# RECORDS SHOWN
══════════════════════════════
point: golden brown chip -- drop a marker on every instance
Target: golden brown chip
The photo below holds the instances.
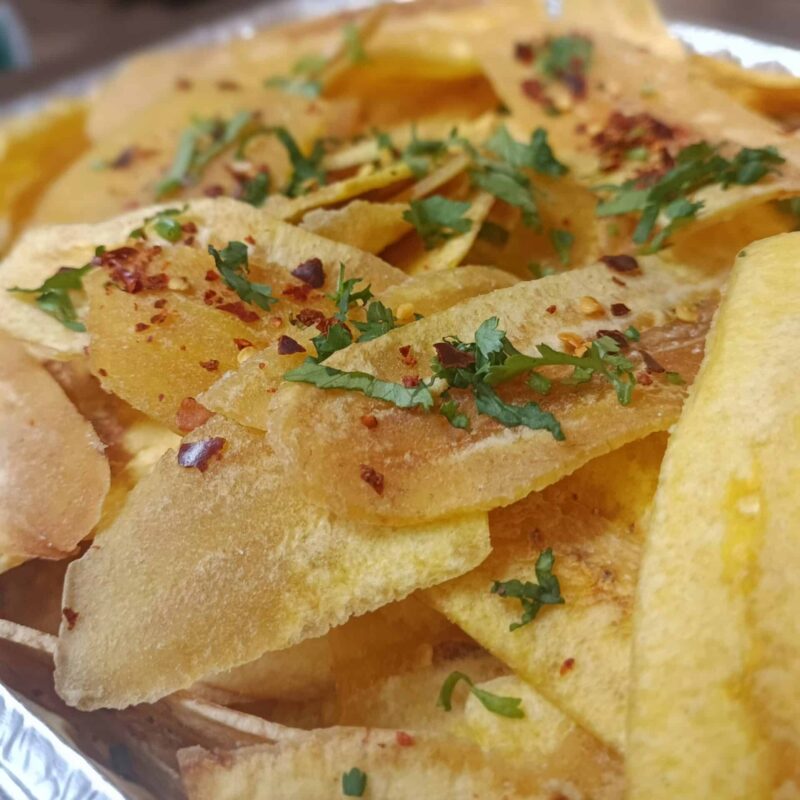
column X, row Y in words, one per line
column 431, row 468
column 211, row 564
column 54, row 476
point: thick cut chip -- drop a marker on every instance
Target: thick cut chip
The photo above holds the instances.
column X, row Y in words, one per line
column 715, row 705
column 33, row 151
column 547, row 737
column 54, row 476
column 368, row 226
column 397, row 765
column 301, row 672
column 577, row 654
column 126, row 168
column 206, row 570
column 245, row 395
column 431, row 468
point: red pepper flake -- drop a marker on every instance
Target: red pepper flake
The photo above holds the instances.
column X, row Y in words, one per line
column 238, row 309
column 191, row 415
column 297, row 292
column 620, row 309
column 310, row 272
column 618, row 336
column 198, row 454
column 567, row 666
column 288, row 346
column 70, row 616
column 651, row 364
column 523, row 52
column 372, row 478
column 312, row 316
column 621, row 263
column 451, row 357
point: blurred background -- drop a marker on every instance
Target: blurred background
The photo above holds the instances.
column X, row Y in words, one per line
column 43, row 41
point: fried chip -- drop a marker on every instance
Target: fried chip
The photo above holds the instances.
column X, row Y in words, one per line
column 431, row 468
column 368, row 226
column 245, row 396
column 54, row 475
column 396, row 763
column 562, row 750
column 577, row 655
column 714, row 697
column 216, row 554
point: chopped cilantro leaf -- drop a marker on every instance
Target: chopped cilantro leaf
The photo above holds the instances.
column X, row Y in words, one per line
column 306, row 170
column 536, row 155
column 449, row 410
column 53, row 296
column 532, row 596
column 438, row 218
column 256, row 189
column 354, row 783
column 562, row 241
column 696, row 166
column 329, row 378
column 354, row 47
column 380, row 320
column 232, row 264
column 344, row 296
column 198, row 146
column 497, row 704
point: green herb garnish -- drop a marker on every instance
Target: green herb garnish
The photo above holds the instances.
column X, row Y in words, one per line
column 232, row 264
column 533, row 596
column 354, row 782
column 504, row 706
column 438, row 219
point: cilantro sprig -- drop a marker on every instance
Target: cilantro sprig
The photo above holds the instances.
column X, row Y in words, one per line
column 53, row 296
column 232, row 263
column 438, row 219
column 497, row 704
column 696, row 166
column 531, row 595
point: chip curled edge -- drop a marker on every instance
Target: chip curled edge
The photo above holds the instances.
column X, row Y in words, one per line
column 203, row 571
column 54, row 474
column 715, row 703
column 432, row 469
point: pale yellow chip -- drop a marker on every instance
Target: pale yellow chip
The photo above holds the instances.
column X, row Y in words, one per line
column 397, row 765
column 203, row 571
column 368, row 226
column 563, row 751
column 430, row 468
column 714, row 699
column 54, row 477
column 577, row 655
column 245, row 395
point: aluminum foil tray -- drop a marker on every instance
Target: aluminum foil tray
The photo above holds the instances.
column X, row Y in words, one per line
column 39, row 759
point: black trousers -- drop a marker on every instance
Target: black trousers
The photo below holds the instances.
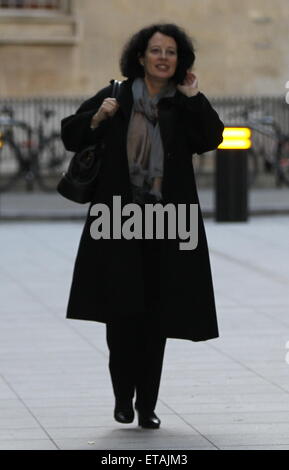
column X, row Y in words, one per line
column 136, row 344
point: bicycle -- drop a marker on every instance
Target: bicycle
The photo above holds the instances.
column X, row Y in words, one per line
column 38, row 157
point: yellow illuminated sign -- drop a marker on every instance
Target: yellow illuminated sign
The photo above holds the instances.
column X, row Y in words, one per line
column 236, row 138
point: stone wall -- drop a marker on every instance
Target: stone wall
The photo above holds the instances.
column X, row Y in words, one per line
column 241, row 46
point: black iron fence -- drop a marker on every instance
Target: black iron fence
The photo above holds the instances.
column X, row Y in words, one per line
column 261, row 113
column 230, row 109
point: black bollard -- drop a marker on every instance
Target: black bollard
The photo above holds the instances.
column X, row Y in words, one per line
column 231, row 185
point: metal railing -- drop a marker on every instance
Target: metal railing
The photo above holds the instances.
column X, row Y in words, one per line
column 58, row 5
column 230, row 110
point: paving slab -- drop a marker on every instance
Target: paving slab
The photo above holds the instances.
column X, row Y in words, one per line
column 231, row 392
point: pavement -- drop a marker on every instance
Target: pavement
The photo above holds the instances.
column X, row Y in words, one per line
column 230, row 392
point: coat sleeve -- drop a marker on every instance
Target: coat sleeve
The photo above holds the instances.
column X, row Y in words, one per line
column 76, row 133
column 203, row 126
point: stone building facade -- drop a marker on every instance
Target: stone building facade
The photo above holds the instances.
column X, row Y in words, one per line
column 72, row 47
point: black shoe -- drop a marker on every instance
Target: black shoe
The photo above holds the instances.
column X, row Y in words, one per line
column 148, row 419
column 124, row 413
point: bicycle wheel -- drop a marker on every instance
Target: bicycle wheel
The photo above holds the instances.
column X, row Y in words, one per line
column 10, row 168
column 283, row 161
column 52, row 161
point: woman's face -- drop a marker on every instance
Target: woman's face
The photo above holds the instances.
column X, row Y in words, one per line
column 160, row 58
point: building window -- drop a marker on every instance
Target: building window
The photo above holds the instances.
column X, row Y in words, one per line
column 50, row 5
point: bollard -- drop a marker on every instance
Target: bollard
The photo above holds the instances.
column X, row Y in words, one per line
column 231, row 175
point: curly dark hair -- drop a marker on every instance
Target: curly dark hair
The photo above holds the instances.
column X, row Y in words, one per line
column 137, row 44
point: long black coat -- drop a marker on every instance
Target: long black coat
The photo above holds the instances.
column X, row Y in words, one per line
column 107, row 278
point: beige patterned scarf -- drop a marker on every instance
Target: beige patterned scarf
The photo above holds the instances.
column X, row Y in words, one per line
column 144, row 143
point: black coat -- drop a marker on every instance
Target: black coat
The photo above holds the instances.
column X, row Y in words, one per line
column 107, row 278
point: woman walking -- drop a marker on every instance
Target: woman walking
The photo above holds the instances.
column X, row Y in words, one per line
column 145, row 290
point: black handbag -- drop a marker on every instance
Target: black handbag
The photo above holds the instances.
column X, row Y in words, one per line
column 78, row 183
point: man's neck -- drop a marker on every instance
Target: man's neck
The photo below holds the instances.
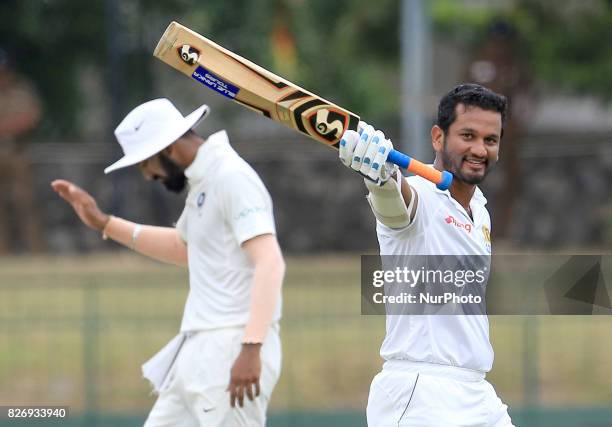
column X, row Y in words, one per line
column 188, row 150
column 462, row 193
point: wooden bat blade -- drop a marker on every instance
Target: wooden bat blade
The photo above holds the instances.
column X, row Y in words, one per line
column 253, row 86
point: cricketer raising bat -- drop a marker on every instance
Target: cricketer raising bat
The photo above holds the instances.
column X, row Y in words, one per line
column 266, row 93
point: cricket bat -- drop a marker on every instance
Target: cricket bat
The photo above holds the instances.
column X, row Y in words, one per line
column 266, row 93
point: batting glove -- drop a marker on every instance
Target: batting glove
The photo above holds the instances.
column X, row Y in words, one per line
column 366, row 152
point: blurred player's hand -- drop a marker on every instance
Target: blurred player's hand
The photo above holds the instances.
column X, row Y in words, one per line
column 366, row 152
column 245, row 374
column 83, row 204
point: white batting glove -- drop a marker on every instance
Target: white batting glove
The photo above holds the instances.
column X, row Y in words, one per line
column 366, row 152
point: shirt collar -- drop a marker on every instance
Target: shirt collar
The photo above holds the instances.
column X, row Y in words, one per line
column 208, row 157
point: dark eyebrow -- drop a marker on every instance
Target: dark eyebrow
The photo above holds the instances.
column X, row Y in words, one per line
column 470, row 130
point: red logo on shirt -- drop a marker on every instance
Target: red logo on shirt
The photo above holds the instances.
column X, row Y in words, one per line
column 451, row 220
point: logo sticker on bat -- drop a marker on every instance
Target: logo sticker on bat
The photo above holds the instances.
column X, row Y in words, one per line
column 325, row 124
column 189, row 54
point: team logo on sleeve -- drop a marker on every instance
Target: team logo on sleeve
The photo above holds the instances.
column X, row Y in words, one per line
column 487, row 235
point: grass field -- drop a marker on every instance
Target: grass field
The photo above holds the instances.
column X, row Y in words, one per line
column 74, row 331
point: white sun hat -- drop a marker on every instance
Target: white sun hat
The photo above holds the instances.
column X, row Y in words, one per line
column 151, row 127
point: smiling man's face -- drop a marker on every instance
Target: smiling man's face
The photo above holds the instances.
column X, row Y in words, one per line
column 470, row 147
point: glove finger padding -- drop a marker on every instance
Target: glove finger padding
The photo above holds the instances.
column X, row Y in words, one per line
column 381, row 170
column 371, row 151
column 347, row 147
column 361, row 126
column 361, row 148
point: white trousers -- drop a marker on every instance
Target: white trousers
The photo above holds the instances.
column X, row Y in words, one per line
column 429, row 395
column 195, row 392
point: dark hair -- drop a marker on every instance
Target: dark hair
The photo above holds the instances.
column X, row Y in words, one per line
column 469, row 94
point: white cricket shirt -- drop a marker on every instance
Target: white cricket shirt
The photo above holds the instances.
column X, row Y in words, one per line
column 441, row 226
column 227, row 204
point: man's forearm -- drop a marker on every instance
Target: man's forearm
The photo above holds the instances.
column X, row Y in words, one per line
column 265, row 295
column 160, row 243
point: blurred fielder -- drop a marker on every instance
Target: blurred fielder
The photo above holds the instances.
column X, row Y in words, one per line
column 435, row 366
column 229, row 345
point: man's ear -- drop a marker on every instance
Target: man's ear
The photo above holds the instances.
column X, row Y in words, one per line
column 437, row 138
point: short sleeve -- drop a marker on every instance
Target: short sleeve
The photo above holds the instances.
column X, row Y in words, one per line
column 247, row 205
column 418, row 223
column 181, row 225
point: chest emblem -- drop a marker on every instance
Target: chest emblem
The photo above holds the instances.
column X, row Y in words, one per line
column 487, row 234
column 200, row 200
column 451, row 220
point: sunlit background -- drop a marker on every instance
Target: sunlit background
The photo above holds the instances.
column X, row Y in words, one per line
column 78, row 315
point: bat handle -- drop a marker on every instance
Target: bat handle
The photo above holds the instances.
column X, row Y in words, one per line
column 442, row 179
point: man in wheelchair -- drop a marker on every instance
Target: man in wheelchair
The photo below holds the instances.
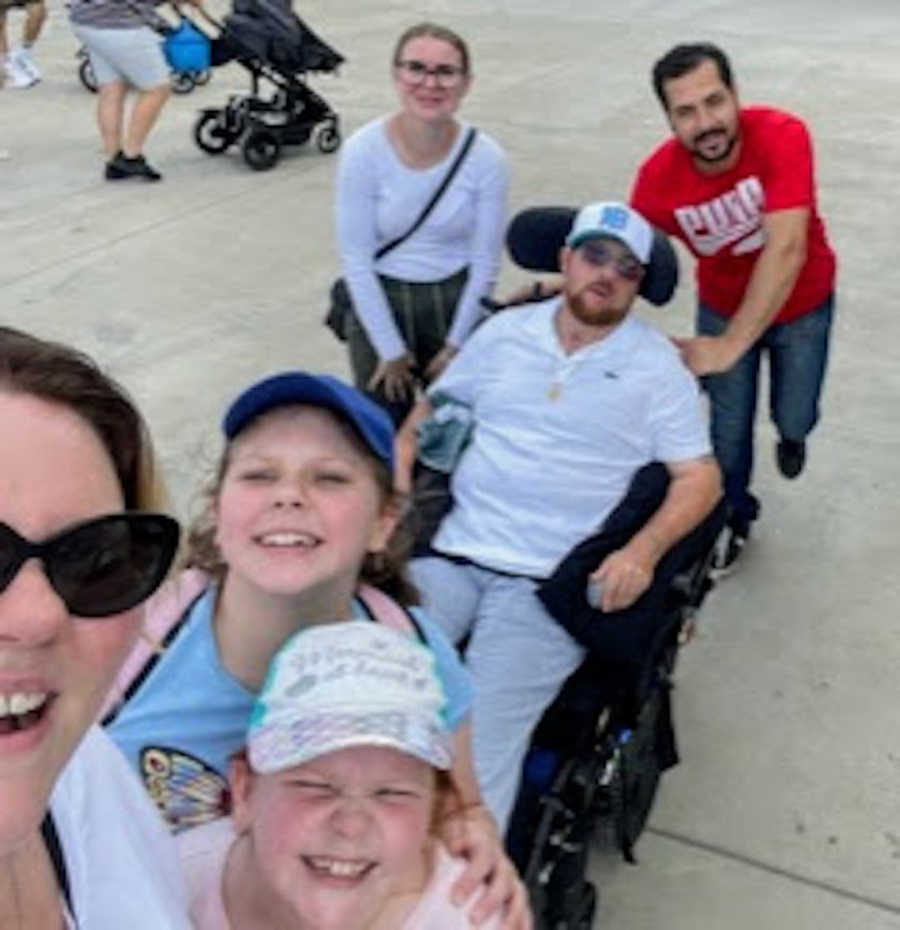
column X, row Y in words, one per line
column 568, row 399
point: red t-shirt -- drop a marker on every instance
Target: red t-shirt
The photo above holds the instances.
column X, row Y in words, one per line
column 719, row 217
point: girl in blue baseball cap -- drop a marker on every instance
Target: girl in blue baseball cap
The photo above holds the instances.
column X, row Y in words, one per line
column 300, row 529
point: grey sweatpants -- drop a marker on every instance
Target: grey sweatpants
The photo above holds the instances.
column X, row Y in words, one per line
column 518, row 656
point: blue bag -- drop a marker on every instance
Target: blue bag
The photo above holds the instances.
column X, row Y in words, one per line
column 187, row 48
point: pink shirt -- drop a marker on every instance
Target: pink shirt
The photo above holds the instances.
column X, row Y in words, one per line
column 204, row 849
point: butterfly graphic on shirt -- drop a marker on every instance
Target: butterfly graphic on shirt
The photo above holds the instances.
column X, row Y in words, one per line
column 184, row 788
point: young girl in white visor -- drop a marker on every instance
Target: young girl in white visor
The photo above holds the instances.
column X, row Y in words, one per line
column 338, row 795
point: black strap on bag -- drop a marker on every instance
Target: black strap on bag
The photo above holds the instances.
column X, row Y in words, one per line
column 57, row 858
column 435, row 197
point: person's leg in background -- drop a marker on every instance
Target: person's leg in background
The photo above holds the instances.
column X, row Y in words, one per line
column 35, row 17
column 450, row 593
column 110, row 113
column 144, row 113
column 798, row 353
column 13, row 75
column 732, row 397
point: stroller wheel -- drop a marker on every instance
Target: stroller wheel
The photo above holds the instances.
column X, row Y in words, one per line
column 586, row 909
column 261, row 149
column 183, row 82
column 328, row 139
column 86, row 75
column 210, row 135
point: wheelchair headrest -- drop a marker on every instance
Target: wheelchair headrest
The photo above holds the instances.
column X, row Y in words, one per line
column 536, row 235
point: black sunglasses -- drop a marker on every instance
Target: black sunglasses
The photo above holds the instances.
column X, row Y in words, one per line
column 102, row 566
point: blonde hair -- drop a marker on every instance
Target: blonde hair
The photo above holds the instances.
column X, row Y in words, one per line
column 433, row 31
column 385, row 570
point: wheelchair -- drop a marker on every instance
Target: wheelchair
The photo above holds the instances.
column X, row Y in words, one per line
column 596, row 757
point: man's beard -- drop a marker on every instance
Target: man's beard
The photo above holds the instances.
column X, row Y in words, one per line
column 714, row 159
column 608, row 316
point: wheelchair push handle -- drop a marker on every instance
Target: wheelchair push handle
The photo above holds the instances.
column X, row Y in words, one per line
column 536, row 294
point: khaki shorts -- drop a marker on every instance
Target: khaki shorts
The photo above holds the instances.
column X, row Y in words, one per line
column 131, row 55
column 15, row 4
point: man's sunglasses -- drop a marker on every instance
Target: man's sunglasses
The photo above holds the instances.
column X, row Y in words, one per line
column 100, row 567
column 598, row 252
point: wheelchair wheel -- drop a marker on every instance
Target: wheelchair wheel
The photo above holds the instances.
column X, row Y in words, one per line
column 86, row 76
column 261, row 149
column 631, row 790
column 211, row 136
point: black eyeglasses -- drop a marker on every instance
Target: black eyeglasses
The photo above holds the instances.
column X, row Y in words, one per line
column 597, row 252
column 102, row 566
column 415, row 72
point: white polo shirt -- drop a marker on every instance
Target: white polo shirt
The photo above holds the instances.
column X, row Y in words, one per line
column 120, row 859
column 558, row 437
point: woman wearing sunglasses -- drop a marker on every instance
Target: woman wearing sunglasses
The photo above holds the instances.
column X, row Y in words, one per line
column 80, row 549
column 415, row 304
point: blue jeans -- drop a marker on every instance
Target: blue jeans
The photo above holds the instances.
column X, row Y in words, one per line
column 798, row 353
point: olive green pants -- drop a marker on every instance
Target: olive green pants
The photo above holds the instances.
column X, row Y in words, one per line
column 423, row 314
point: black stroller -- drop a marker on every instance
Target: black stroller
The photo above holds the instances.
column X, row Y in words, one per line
column 598, row 753
column 272, row 43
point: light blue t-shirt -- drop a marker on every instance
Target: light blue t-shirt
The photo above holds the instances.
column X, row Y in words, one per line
column 185, row 721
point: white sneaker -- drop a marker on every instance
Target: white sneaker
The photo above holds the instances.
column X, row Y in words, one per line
column 16, row 78
column 22, row 57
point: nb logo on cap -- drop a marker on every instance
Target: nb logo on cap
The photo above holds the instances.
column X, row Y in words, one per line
column 614, row 218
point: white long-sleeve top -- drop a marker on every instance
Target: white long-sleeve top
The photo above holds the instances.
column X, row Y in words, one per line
column 379, row 198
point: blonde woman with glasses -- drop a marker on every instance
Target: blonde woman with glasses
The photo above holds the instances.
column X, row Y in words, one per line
column 414, row 284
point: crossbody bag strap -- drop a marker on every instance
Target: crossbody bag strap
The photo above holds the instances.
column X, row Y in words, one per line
column 435, row 197
column 57, row 858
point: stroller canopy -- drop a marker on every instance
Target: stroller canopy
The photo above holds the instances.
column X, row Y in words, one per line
column 271, row 31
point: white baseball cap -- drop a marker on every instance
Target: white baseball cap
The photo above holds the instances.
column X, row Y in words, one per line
column 350, row 683
column 617, row 221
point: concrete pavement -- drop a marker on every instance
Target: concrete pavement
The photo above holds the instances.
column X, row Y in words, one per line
column 785, row 810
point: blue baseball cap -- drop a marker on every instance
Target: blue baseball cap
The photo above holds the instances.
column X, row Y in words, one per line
column 608, row 218
column 299, row 387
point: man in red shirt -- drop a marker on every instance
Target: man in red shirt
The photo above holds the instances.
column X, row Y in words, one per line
column 736, row 185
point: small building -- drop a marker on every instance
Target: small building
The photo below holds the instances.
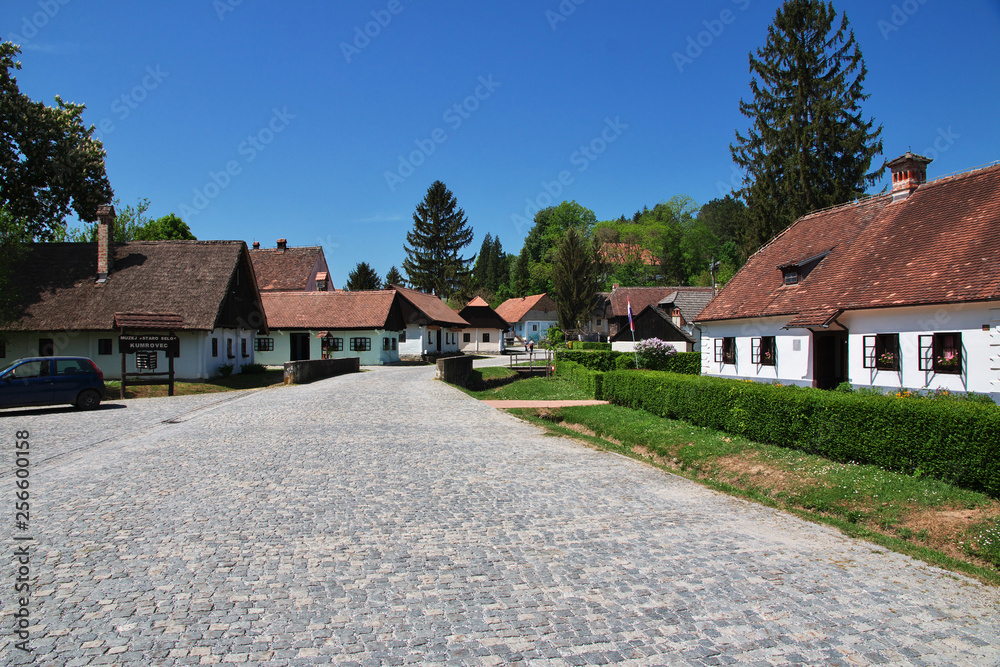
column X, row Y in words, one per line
column 432, row 328
column 897, row 291
column 284, row 269
column 529, row 317
column 331, row 325
column 671, row 317
column 79, row 298
column 486, row 328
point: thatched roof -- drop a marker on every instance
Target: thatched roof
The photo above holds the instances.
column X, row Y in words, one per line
column 193, row 285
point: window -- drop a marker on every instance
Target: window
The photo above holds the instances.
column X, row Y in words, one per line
column 725, row 350
column 941, row 353
column 46, row 347
column 763, row 351
column 882, row 352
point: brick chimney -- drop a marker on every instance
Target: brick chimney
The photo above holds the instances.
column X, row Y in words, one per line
column 105, row 241
column 909, row 172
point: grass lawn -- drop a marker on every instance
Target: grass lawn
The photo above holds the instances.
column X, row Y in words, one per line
column 925, row 518
column 231, row 383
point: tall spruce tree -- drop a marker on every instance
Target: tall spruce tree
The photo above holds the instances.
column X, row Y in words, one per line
column 808, row 145
column 363, row 277
column 394, row 277
column 440, row 231
column 576, row 276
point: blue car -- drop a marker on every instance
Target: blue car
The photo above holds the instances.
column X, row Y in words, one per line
column 52, row 381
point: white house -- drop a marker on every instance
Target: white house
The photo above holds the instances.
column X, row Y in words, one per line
column 529, row 317
column 331, row 325
column 899, row 291
column 432, row 328
column 485, row 331
column 79, row 298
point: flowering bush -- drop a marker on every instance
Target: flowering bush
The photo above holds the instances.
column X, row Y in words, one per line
column 654, row 353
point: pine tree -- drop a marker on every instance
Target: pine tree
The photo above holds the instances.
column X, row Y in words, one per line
column 808, row 146
column 433, row 263
column 363, row 277
column 484, row 265
column 575, row 275
column 394, row 277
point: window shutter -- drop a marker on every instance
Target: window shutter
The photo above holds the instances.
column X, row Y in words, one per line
column 926, row 348
column 869, row 345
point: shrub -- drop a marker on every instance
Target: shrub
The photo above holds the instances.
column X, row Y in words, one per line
column 956, row 441
column 653, row 353
column 581, row 376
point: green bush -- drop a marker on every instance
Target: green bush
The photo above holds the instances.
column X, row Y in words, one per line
column 955, row 441
column 581, row 376
column 687, row 363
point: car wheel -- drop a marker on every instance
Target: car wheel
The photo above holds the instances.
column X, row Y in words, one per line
column 88, row 400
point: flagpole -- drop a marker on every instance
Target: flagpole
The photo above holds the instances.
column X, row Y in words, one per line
column 631, row 325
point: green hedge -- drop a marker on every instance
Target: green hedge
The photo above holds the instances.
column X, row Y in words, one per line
column 587, row 345
column 581, row 376
column 686, row 363
column 958, row 442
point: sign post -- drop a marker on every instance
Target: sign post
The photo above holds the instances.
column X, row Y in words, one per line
column 150, row 343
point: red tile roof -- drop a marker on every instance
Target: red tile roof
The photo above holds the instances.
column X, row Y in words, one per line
column 651, row 296
column 436, row 310
column 287, row 270
column 939, row 245
column 190, row 280
column 513, row 310
column 329, row 310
══════════════════════════════
# EXERCISE REQUIREMENTS
Return exactly, and only, the line containing "point: sign post" and every line after it through the end of the material.

# THE ANSWER
point: sign post -- drop a marker on every instance
Target: sign post
The photo above holds the instances.
column X, row Y in words, one per line
column 150, row 343
point: red tile roof -- drop a marker on every instance
Target: red tile roof
The photo above holds the instances.
column X, row Y in words, one per line
column 651, row 296
column 436, row 310
column 287, row 270
column 939, row 245
column 190, row 280
column 513, row 310
column 329, row 310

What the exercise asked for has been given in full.